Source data
══════

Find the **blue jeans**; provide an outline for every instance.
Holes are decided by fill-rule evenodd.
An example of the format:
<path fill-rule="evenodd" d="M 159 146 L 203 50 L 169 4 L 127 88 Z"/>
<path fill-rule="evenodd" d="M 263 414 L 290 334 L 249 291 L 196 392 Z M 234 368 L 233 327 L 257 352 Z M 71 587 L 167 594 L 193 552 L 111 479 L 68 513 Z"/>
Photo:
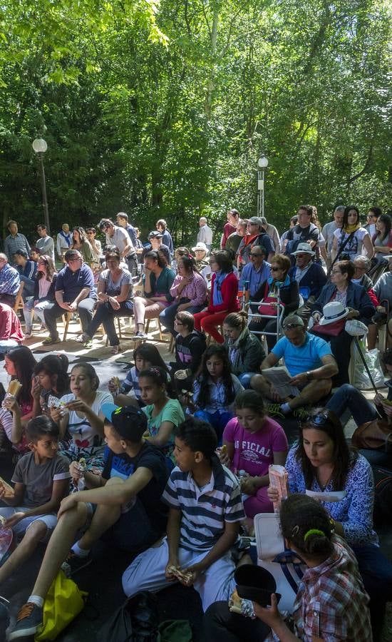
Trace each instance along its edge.
<path fill-rule="evenodd" d="M 180 305 L 180 300 L 177 301 L 175 303 L 172 303 L 168 307 L 165 307 L 165 310 L 163 310 L 159 315 L 160 322 L 165 327 L 170 330 L 173 337 L 175 337 L 177 335 L 177 332 L 174 330 L 174 319 L 177 314 L 177 309 Z M 197 312 L 201 312 L 205 307 L 205 305 L 204 304 L 202 305 L 191 305 L 190 307 L 187 307 L 185 312 L 189 312 L 191 315 L 194 315 Z"/>
<path fill-rule="evenodd" d="M 108 335 L 110 345 L 118 345 L 120 340 L 115 332 L 115 317 L 132 317 L 133 315 L 132 301 L 122 301 L 118 310 L 113 310 L 110 303 L 100 303 L 96 314 L 88 324 L 86 334 L 92 338 L 102 323 Z"/>
<path fill-rule="evenodd" d="M 257 372 L 242 372 L 242 374 L 237 374 L 237 376 L 239 383 L 242 384 L 245 389 L 247 389 L 250 388 L 250 379 L 257 374 Z"/>
<path fill-rule="evenodd" d="M 212 428 L 215 429 L 215 432 L 217 433 L 218 444 L 220 445 L 220 444 L 222 444 L 222 435 L 226 427 L 226 424 L 233 418 L 234 412 L 227 411 L 220 412 L 219 410 L 217 410 L 216 412 L 207 412 L 206 410 L 197 410 L 196 412 L 194 413 L 194 416 L 211 424 Z"/>
<path fill-rule="evenodd" d="M 363 394 L 350 384 L 344 384 L 331 397 L 326 406 L 339 419 L 349 409 L 357 426 L 366 422 L 372 422 L 378 415 L 374 407 Z"/>

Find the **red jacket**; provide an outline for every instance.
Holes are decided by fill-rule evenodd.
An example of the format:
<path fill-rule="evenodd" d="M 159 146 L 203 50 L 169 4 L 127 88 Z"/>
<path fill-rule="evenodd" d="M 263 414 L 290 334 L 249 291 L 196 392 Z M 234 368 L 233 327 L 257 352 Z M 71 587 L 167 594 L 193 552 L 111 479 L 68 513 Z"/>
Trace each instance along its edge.
<path fill-rule="evenodd" d="M 211 296 L 210 297 L 210 304 L 207 310 L 210 312 L 215 313 L 223 312 L 227 310 L 227 312 L 238 312 L 239 310 L 239 301 L 238 300 L 238 279 L 234 272 L 230 272 L 222 284 L 222 298 L 223 303 L 218 305 L 214 305 L 214 283 L 215 282 L 216 274 L 214 272 L 211 278 Z"/>
<path fill-rule="evenodd" d="M 14 339 L 21 343 L 24 339 L 19 320 L 14 310 L 6 303 L 0 303 L 0 341 Z"/>

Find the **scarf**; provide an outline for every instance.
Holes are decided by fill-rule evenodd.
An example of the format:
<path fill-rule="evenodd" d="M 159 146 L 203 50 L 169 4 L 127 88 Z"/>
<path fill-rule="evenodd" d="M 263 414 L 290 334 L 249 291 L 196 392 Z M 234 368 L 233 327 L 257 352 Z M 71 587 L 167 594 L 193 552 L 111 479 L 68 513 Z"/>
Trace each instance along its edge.
<path fill-rule="evenodd" d="M 216 272 L 215 280 L 214 281 L 214 293 L 212 295 L 212 303 L 214 305 L 220 305 L 223 303 L 222 298 L 222 284 L 227 276 L 227 272 L 222 272 L 221 270 Z"/>
<path fill-rule="evenodd" d="M 346 232 L 346 234 L 351 234 L 353 232 L 356 232 L 357 230 L 359 230 L 360 227 L 361 223 L 357 223 L 354 225 L 346 225 L 346 227 L 344 228 L 344 230 Z"/>

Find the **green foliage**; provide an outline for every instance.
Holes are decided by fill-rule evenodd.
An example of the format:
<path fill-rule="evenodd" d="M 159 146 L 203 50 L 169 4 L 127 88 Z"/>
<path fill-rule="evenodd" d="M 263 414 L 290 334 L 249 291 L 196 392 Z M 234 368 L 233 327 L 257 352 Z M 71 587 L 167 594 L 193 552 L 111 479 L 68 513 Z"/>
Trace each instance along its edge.
<path fill-rule="evenodd" d="M 283 231 L 299 202 L 386 209 L 392 191 L 386 0 L 5 0 L 0 9 L 3 218 L 53 231 L 128 211 L 178 243 L 203 213 Z"/>

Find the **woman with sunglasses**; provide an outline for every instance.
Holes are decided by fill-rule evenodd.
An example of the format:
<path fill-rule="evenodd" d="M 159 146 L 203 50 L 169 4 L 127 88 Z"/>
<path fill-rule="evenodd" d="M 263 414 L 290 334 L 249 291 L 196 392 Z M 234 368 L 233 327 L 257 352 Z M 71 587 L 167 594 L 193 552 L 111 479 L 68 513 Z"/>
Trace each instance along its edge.
<path fill-rule="evenodd" d="M 284 306 L 283 317 L 284 319 L 289 314 L 295 312 L 299 307 L 299 292 L 298 283 L 295 279 L 289 276 L 289 270 L 292 267 L 290 259 L 283 254 L 275 254 L 271 262 L 271 276 L 260 285 L 260 287 L 252 297 L 253 301 L 264 301 L 266 299 L 270 302 L 269 306 L 252 305 L 250 308 L 253 314 L 267 314 L 268 308 L 271 306 L 277 309 L 278 296 L 279 302 Z M 267 332 L 276 332 L 277 315 L 270 315 L 269 318 L 265 317 L 252 317 L 249 324 L 250 332 L 260 332 L 264 330 Z M 271 352 L 277 342 L 277 337 L 273 335 L 266 335 L 268 350 Z"/>
<path fill-rule="evenodd" d="M 354 551 L 371 598 L 373 639 L 379 640 L 386 603 L 392 599 L 392 565 L 381 553 L 373 529 L 374 482 L 370 464 L 349 447 L 337 417 L 323 408 L 301 424 L 299 441 L 289 451 L 286 468 L 290 493 L 316 493 L 334 520 L 335 533 Z M 336 494 L 335 501 L 324 501 L 323 494 L 331 493 Z M 276 500 L 276 489 L 269 486 L 268 496 Z"/>
<path fill-rule="evenodd" d="M 72 230 L 72 238 L 73 242 L 69 249 L 78 250 L 81 253 L 83 261 L 87 263 L 88 265 L 91 265 L 95 261 L 94 253 L 93 252 L 93 248 L 87 238 L 84 228 L 73 228 L 73 230 Z"/>
<path fill-rule="evenodd" d="M 38 317 L 43 325 L 45 324 L 43 311 L 51 303 L 56 300 L 55 287 L 57 272 L 54 263 L 50 256 L 43 254 L 38 261 L 37 273 L 34 282 L 34 293 L 29 297 L 23 307 L 26 330 L 25 339 L 29 339 L 33 334 L 33 318 L 34 315 Z"/>
<path fill-rule="evenodd" d="M 212 272 L 211 295 L 208 307 L 194 315 L 195 329 L 204 330 L 217 343 L 225 338 L 217 330 L 229 312 L 238 312 L 238 279 L 233 272 L 233 264 L 228 252 L 224 250 L 211 253 L 210 265 Z"/>
<path fill-rule="evenodd" d="M 363 285 L 352 283 L 354 275 L 354 266 L 351 261 L 339 261 L 335 263 L 331 272 L 331 282 L 327 282 L 320 292 L 320 296 L 311 306 L 311 316 L 316 323 L 321 318 L 324 307 L 331 302 L 339 302 L 346 308 L 346 320 L 357 319 L 368 325 L 376 312 L 369 295 Z M 346 332 L 344 327 L 336 336 L 328 332 L 328 325 L 325 325 L 326 332 L 321 330 L 312 334 L 321 337 L 331 344 L 332 354 L 336 360 L 339 367 L 339 374 L 334 381 L 334 385 L 349 383 L 349 364 L 350 362 L 350 347 L 352 337 Z"/>

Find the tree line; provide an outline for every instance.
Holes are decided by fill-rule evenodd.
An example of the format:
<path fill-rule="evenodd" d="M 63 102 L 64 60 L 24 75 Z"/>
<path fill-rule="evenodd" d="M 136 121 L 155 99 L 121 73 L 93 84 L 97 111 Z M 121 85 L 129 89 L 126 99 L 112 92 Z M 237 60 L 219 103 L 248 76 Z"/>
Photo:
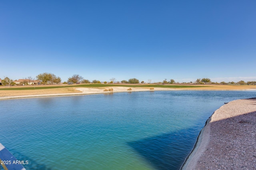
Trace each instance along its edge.
<path fill-rule="evenodd" d="M 61 79 L 59 76 L 56 76 L 54 74 L 48 72 L 44 72 L 43 73 L 40 74 L 36 76 L 36 80 L 40 82 L 41 84 L 59 84 L 61 82 Z M 25 78 L 24 79 L 24 80 L 22 82 L 20 82 L 20 83 L 22 83 L 25 85 L 30 84 L 30 82 L 34 80 L 35 78 L 32 78 L 31 76 L 28 76 L 27 78 Z M 110 79 L 110 82 L 108 82 L 106 81 L 104 82 L 104 83 L 114 83 L 116 79 L 115 78 L 112 78 Z M 149 79 L 148 80 L 148 83 L 151 83 L 151 80 Z M 67 80 L 67 82 L 66 81 L 63 82 L 63 84 L 67 84 L 69 82 L 72 82 L 73 83 L 98 83 L 100 84 L 102 83 L 101 81 L 98 80 L 94 80 L 92 81 L 90 81 L 87 79 L 85 79 L 83 77 L 79 75 L 79 74 L 74 74 L 72 76 L 69 77 Z M 117 81 L 116 82 L 120 83 L 120 82 Z M 128 80 L 123 80 L 121 81 L 122 83 L 128 83 L 128 84 L 138 84 L 138 83 L 144 83 L 144 81 L 142 81 L 140 82 L 139 80 L 136 78 L 130 78 Z M 178 82 L 176 82 L 174 79 L 170 79 L 170 80 L 167 80 L 167 79 L 165 79 L 162 82 L 158 82 L 156 83 L 157 84 L 179 84 Z M 246 82 L 243 80 L 240 80 L 237 82 L 228 82 L 228 83 L 225 82 L 222 82 L 220 83 L 217 82 L 212 82 L 211 80 L 209 78 L 198 78 L 194 82 L 190 82 L 189 83 L 194 83 L 196 84 L 239 84 L 239 85 L 256 85 L 256 81 L 248 81 Z M 15 84 L 15 83 L 14 82 L 14 81 L 9 78 L 8 77 L 5 77 L 4 80 L 2 80 L 1 82 L 1 84 L 0 85 L 8 85 L 10 86 L 10 85 L 13 85 Z"/>

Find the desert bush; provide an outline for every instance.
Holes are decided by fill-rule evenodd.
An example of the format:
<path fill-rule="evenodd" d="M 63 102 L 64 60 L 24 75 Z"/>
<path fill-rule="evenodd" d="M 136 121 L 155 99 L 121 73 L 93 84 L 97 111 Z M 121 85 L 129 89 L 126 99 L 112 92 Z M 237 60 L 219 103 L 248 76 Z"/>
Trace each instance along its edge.
<path fill-rule="evenodd" d="M 81 83 L 90 83 L 90 82 L 89 80 L 84 79 L 81 81 Z"/>
<path fill-rule="evenodd" d="M 98 82 L 99 82 L 99 80 L 92 80 L 92 83 L 98 83 Z"/>
<path fill-rule="evenodd" d="M 135 78 L 130 78 L 128 80 L 128 83 L 132 84 L 135 84 L 137 83 L 139 83 L 140 81 L 138 79 Z"/>

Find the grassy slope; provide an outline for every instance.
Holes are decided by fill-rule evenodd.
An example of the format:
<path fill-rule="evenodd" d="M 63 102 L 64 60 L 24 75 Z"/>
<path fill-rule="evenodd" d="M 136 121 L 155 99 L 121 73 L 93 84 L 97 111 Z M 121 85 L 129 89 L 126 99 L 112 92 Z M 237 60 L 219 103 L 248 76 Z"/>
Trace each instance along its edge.
<path fill-rule="evenodd" d="M 163 88 L 197 88 L 201 87 L 205 87 L 199 86 L 186 86 L 186 85 L 157 85 L 157 84 L 148 84 L 148 85 L 123 85 L 123 84 L 82 84 L 68 86 L 57 86 L 54 85 L 52 86 L 44 86 L 43 85 L 40 86 L 29 86 L 29 87 L 16 87 L 12 88 L 12 87 L 10 88 L 0 88 L 0 90 L 34 90 L 34 89 L 47 89 L 51 88 L 63 88 L 65 87 L 110 87 L 113 86 L 124 86 L 124 87 L 159 87 Z"/>

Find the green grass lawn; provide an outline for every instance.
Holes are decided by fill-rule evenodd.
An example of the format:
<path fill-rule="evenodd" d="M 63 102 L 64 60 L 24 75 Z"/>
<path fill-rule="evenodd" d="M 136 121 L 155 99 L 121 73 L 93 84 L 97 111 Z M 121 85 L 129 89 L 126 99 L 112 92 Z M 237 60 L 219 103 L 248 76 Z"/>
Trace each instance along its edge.
<path fill-rule="evenodd" d="M 199 86 L 186 86 L 186 85 L 162 85 L 157 84 L 148 84 L 148 85 L 123 85 L 123 84 L 74 84 L 69 86 L 46 86 L 44 85 L 35 86 L 33 86 L 15 87 L 12 88 L 11 86 L 10 88 L 6 87 L 6 88 L 0 88 L 0 90 L 34 90 L 34 89 L 47 89 L 56 88 L 63 88 L 65 87 L 110 87 L 113 86 L 118 86 L 123 87 L 159 87 L 163 88 L 190 88 L 193 87 L 206 87 Z"/>

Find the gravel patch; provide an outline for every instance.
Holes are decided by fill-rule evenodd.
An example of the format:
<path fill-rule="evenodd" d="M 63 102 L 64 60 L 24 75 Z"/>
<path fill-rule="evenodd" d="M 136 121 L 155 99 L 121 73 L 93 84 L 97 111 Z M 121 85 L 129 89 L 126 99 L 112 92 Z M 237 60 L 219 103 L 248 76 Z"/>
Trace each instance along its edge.
<path fill-rule="evenodd" d="M 216 110 L 181 169 L 256 170 L 256 98 Z"/>

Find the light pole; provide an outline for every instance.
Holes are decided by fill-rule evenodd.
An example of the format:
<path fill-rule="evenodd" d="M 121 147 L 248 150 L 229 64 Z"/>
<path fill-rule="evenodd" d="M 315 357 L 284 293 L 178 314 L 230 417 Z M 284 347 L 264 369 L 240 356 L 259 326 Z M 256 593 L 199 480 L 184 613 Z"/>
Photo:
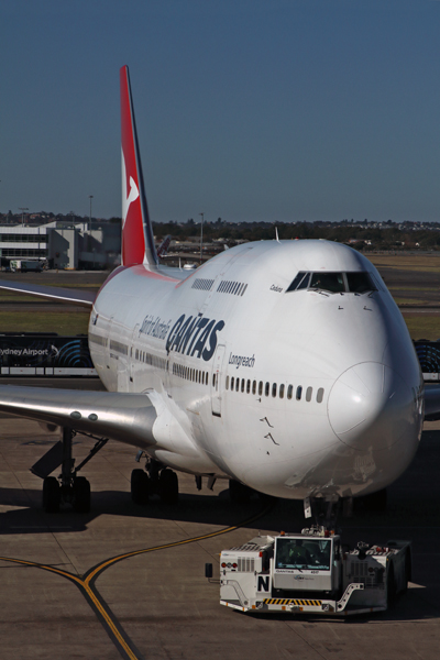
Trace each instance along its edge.
<path fill-rule="evenodd" d="M 92 195 L 89 195 L 89 199 L 90 199 L 90 213 L 89 213 L 89 234 L 91 232 L 91 200 L 94 199 Z"/>
<path fill-rule="evenodd" d="M 28 207 L 19 207 L 19 211 L 21 211 L 21 226 L 24 227 L 24 211 L 29 211 Z"/>
<path fill-rule="evenodd" d="M 205 213 L 199 213 L 201 216 L 201 227 L 200 227 L 200 265 L 204 253 L 204 216 Z"/>

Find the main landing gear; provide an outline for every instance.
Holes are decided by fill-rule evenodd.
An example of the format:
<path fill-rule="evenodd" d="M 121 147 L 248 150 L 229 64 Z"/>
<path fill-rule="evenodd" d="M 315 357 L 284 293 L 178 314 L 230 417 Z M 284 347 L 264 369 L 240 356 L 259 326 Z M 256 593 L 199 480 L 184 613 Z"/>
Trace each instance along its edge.
<path fill-rule="evenodd" d="M 138 454 L 141 459 L 142 452 Z M 145 472 L 146 470 L 146 472 Z M 178 503 L 177 474 L 154 459 L 146 459 L 145 470 L 131 473 L 131 498 L 135 504 L 147 504 L 151 495 L 158 495 L 165 504 Z"/>
<path fill-rule="evenodd" d="M 72 443 L 75 431 L 63 429 L 63 440 L 59 440 L 31 468 L 31 472 L 43 479 L 43 508 L 53 514 L 59 510 L 62 504 L 69 504 L 79 514 L 90 510 L 90 483 L 85 476 L 78 476 L 79 470 L 107 443 L 106 438 L 97 440 L 86 459 L 77 466 L 72 455 Z M 92 436 L 90 436 L 92 438 Z M 62 466 L 58 477 L 50 474 Z"/>

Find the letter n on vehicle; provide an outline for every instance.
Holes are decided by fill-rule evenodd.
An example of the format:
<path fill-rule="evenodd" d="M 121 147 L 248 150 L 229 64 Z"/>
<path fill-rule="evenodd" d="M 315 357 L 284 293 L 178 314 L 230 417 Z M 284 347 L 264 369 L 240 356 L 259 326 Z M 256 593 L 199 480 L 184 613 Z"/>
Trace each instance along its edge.
<path fill-rule="evenodd" d="M 256 591 L 271 591 L 271 575 L 258 575 Z"/>

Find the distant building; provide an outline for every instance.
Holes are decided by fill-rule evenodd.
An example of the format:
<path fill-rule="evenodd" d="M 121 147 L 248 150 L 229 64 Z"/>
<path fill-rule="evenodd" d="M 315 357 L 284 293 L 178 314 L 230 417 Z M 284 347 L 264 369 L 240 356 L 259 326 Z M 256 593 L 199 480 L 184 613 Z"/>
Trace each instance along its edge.
<path fill-rule="evenodd" d="M 119 224 L 102 223 L 89 230 L 88 223 L 53 221 L 40 227 L 0 226 L 1 265 L 11 260 L 36 260 L 51 268 L 95 270 L 120 261 Z"/>

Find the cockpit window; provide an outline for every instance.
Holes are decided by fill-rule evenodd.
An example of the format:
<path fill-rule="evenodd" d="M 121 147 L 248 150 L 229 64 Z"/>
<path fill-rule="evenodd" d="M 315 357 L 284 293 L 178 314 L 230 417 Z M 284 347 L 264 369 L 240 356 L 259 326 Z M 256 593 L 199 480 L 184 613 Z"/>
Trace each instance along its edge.
<path fill-rule="evenodd" d="M 345 290 L 345 285 L 342 273 L 312 273 L 309 288 L 339 294 Z"/>
<path fill-rule="evenodd" d="M 330 294 L 365 294 L 366 292 L 377 290 L 373 278 L 369 273 L 306 273 L 300 271 L 287 292 L 296 292 L 300 289 L 315 289 L 329 292 Z"/>
<path fill-rule="evenodd" d="M 369 273 L 346 273 L 346 282 L 349 292 L 352 292 L 353 294 L 364 294 L 365 292 L 376 290 Z"/>
<path fill-rule="evenodd" d="M 309 273 L 305 273 L 304 271 L 300 271 L 287 290 L 295 292 L 298 288 L 298 285 L 301 283 L 301 280 L 305 279 L 306 275 L 309 275 Z M 308 278 L 307 278 L 306 288 L 307 288 L 307 285 L 308 285 Z M 305 287 L 302 286 L 301 288 L 305 288 Z"/>

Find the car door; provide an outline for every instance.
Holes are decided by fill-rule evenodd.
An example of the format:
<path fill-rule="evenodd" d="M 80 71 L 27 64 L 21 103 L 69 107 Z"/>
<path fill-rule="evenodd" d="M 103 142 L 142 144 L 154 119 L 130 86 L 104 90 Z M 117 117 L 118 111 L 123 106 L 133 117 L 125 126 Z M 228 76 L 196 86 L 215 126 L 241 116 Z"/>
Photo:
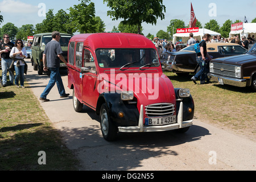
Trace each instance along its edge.
<path fill-rule="evenodd" d="M 89 71 L 83 73 L 82 77 L 82 101 L 86 105 L 96 109 L 97 101 L 99 96 L 97 80 L 98 73 L 93 51 L 89 48 L 84 49 L 83 66 Z"/>

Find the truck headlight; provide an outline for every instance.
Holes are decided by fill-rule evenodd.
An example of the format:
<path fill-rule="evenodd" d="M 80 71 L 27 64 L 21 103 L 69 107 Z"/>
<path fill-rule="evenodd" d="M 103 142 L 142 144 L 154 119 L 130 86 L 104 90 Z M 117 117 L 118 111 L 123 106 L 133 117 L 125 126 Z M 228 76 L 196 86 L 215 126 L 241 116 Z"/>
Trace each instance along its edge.
<path fill-rule="evenodd" d="M 180 97 L 188 97 L 190 96 L 190 90 L 189 89 L 180 89 L 179 90 Z"/>
<path fill-rule="evenodd" d="M 123 91 L 121 94 L 121 99 L 122 101 L 130 101 L 133 100 L 134 94 L 133 91 Z"/>
<path fill-rule="evenodd" d="M 213 63 L 210 63 L 210 64 L 209 65 L 209 66 L 210 67 L 210 73 L 214 73 Z"/>
<path fill-rule="evenodd" d="M 235 67 L 236 71 L 236 77 L 237 78 L 241 78 L 241 67 Z"/>

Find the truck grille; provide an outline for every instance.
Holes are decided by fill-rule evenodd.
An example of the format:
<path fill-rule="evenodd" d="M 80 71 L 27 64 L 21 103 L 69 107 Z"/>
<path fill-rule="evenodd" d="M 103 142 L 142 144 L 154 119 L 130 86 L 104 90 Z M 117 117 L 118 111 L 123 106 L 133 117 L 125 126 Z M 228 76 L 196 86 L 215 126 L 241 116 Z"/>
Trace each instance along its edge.
<path fill-rule="evenodd" d="M 213 63 L 213 73 L 230 77 L 236 77 L 236 66 L 226 64 Z"/>
<path fill-rule="evenodd" d="M 170 103 L 154 104 L 145 106 L 145 111 L 150 117 L 172 115 L 175 112 L 175 107 Z"/>

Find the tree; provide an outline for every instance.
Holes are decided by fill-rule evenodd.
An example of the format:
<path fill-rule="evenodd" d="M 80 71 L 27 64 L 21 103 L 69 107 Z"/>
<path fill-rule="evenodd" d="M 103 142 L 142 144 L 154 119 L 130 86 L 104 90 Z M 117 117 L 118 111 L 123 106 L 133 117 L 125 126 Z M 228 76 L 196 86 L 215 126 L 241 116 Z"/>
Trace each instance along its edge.
<path fill-rule="evenodd" d="M 7 34 L 10 36 L 10 40 L 14 39 L 18 31 L 18 28 L 12 23 L 7 23 L 1 28 L 1 35 Z"/>
<path fill-rule="evenodd" d="M 46 13 L 46 19 L 44 19 L 41 23 L 35 25 L 35 33 L 52 32 L 55 27 L 54 20 L 53 10 L 49 9 Z"/>
<path fill-rule="evenodd" d="M 79 0 L 80 1 L 80 0 Z M 72 32 L 79 31 L 81 34 L 95 32 L 96 24 L 94 3 L 89 3 L 89 0 L 81 0 L 81 3 L 69 8 L 69 15 L 72 22 L 70 26 Z"/>
<path fill-rule="evenodd" d="M 118 30 L 121 32 L 123 33 L 138 33 L 138 26 L 137 24 L 124 24 L 122 22 L 121 22 L 118 25 Z M 143 30 L 142 27 L 141 27 L 141 31 Z"/>
<path fill-rule="evenodd" d="M 138 26 L 138 34 L 141 34 L 142 23 L 146 22 L 152 25 L 156 24 L 158 18 L 164 19 L 163 11 L 166 12 L 166 6 L 163 0 L 104 0 L 110 8 L 107 15 L 113 20 L 123 18 L 123 24 Z"/>
<path fill-rule="evenodd" d="M 167 27 L 167 32 L 172 36 L 174 34 L 176 33 L 177 28 L 183 28 L 185 27 L 185 22 L 183 20 L 177 19 L 172 19 L 170 21 L 170 26 Z"/>
<path fill-rule="evenodd" d="M 154 38 L 154 35 L 152 35 L 150 33 L 148 33 L 146 37 L 150 40 L 153 40 Z"/>
<path fill-rule="evenodd" d="M 34 28 L 32 24 L 25 24 L 23 25 L 19 28 L 18 33 L 16 35 L 16 39 L 27 40 L 28 36 L 31 36 L 34 35 Z"/>
<path fill-rule="evenodd" d="M 216 32 L 220 31 L 220 25 L 214 19 L 211 19 L 209 22 L 205 23 L 204 28 Z"/>
<path fill-rule="evenodd" d="M 0 13 L 1 13 L 1 11 L 0 11 Z M 3 17 L 1 15 L 0 15 L 0 24 L 1 23 L 3 23 Z"/>
<path fill-rule="evenodd" d="M 167 32 L 164 31 L 163 30 L 159 30 L 156 33 L 156 36 L 159 39 L 170 39 L 170 34 Z"/>
<path fill-rule="evenodd" d="M 223 26 L 220 29 L 220 33 L 222 36 L 224 38 L 228 38 L 229 36 L 229 32 L 231 31 L 231 24 L 232 21 L 228 19 L 223 23 Z"/>
<path fill-rule="evenodd" d="M 253 19 L 251 23 L 256 23 L 256 18 Z"/>

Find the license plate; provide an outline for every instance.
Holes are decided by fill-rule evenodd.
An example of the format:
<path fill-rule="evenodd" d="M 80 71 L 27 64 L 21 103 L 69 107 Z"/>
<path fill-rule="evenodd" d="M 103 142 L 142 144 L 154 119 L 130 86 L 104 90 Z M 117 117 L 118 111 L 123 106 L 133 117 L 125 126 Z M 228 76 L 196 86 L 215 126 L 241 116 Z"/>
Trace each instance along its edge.
<path fill-rule="evenodd" d="M 221 84 L 221 85 L 224 85 L 224 83 L 223 82 L 223 80 L 222 80 L 222 78 L 218 78 L 218 83 L 219 83 L 220 84 Z"/>
<path fill-rule="evenodd" d="M 176 122 L 176 115 L 158 118 L 146 118 L 146 126 L 166 125 Z"/>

══════

Convert the lines of the data, from the line containing "Find the tree;" up to and including the line containing "253 19 L 251", into a JSON list of strings with one string per line and blank lines omitted.

[
  "Find the tree; provide an outline for every instance.",
  "Holes are decided by fill-rule evenodd.",
  "An example of the format:",
  "<path fill-rule=\"evenodd\" d=\"M 80 71 L 27 64 L 21 103 L 69 107 Z\"/>",
  "<path fill-rule=\"evenodd\" d=\"M 103 142 L 142 144 L 154 119 L 130 86 L 104 90 Z M 117 117 L 118 111 L 123 106 L 133 117 L 125 126 Z M 228 76 L 196 86 L 215 126 L 241 116 Z\"/>",
  "Trace each instance along its edge.",
  "<path fill-rule=\"evenodd\" d=\"M 7 34 L 10 36 L 10 40 L 14 39 L 18 31 L 18 28 L 12 23 L 7 23 L 1 28 L 1 35 Z\"/>",
  "<path fill-rule=\"evenodd\" d=\"M 46 13 L 46 19 L 44 19 L 41 23 L 35 25 L 35 33 L 52 32 L 55 27 L 54 20 L 53 10 L 49 9 Z\"/>",
  "<path fill-rule=\"evenodd\" d=\"M 79 0 L 80 1 L 80 0 Z M 72 32 L 79 31 L 81 34 L 95 32 L 96 24 L 94 3 L 89 3 L 89 0 L 81 0 L 81 3 L 69 8 L 69 15 L 72 22 L 70 26 Z\"/>",
  "<path fill-rule=\"evenodd\" d=\"M 118 30 L 121 32 L 123 33 L 138 33 L 138 26 L 137 24 L 124 24 L 122 22 L 121 22 L 118 25 Z M 143 30 L 142 27 L 141 27 L 141 31 Z\"/>",
  "<path fill-rule=\"evenodd\" d=\"M 138 26 L 138 34 L 141 34 L 142 23 L 146 22 L 152 25 L 156 24 L 158 18 L 164 19 L 163 11 L 166 12 L 166 6 L 163 0 L 104 0 L 110 8 L 107 15 L 113 20 L 123 18 L 123 24 Z\"/>",
  "<path fill-rule=\"evenodd\" d=\"M 167 27 L 167 32 L 172 36 L 174 34 L 176 33 L 177 28 L 183 28 L 185 27 L 185 22 L 183 20 L 177 19 L 172 19 L 170 21 L 170 26 Z\"/>",
  "<path fill-rule=\"evenodd\" d=\"M 154 38 L 154 35 L 152 35 L 150 33 L 148 33 L 146 37 L 150 40 L 153 40 Z\"/>",
  "<path fill-rule=\"evenodd\" d=\"M 34 28 L 32 24 L 25 24 L 23 25 L 19 28 L 18 33 L 16 35 L 16 39 L 27 40 L 28 36 L 31 36 L 34 35 Z\"/>",
  "<path fill-rule=\"evenodd\" d=\"M 216 32 L 220 31 L 220 25 L 214 19 L 211 19 L 209 22 L 205 23 L 204 28 Z\"/>",
  "<path fill-rule=\"evenodd\" d=\"M 0 13 L 1 13 L 1 11 L 0 11 Z M 3 17 L 1 15 L 0 15 L 0 24 L 1 23 L 3 23 Z\"/>",
  "<path fill-rule=\"evenodd\" d=\"M 167 32 L 164 31 L 163 30 L 159 30 L 156 33 L 156 36 L 159 39 L 170 39 L 170 34 Z\"/>",
  "<path fill-rule=\"evenodd\" d=\"M 223 26 L 220 29 L 220 33 L 222 36 L 224 38 L 228 38 L 229 36 L 229 32 L 231 31 L 231 24 L 232 21 L 228 19 L 223 23 Z\"/>",
  "<path fill-rule=\"evenodd\" d=\"M 253 19 L 251 23 L 256 23 L 256 18 Z\"/>"
]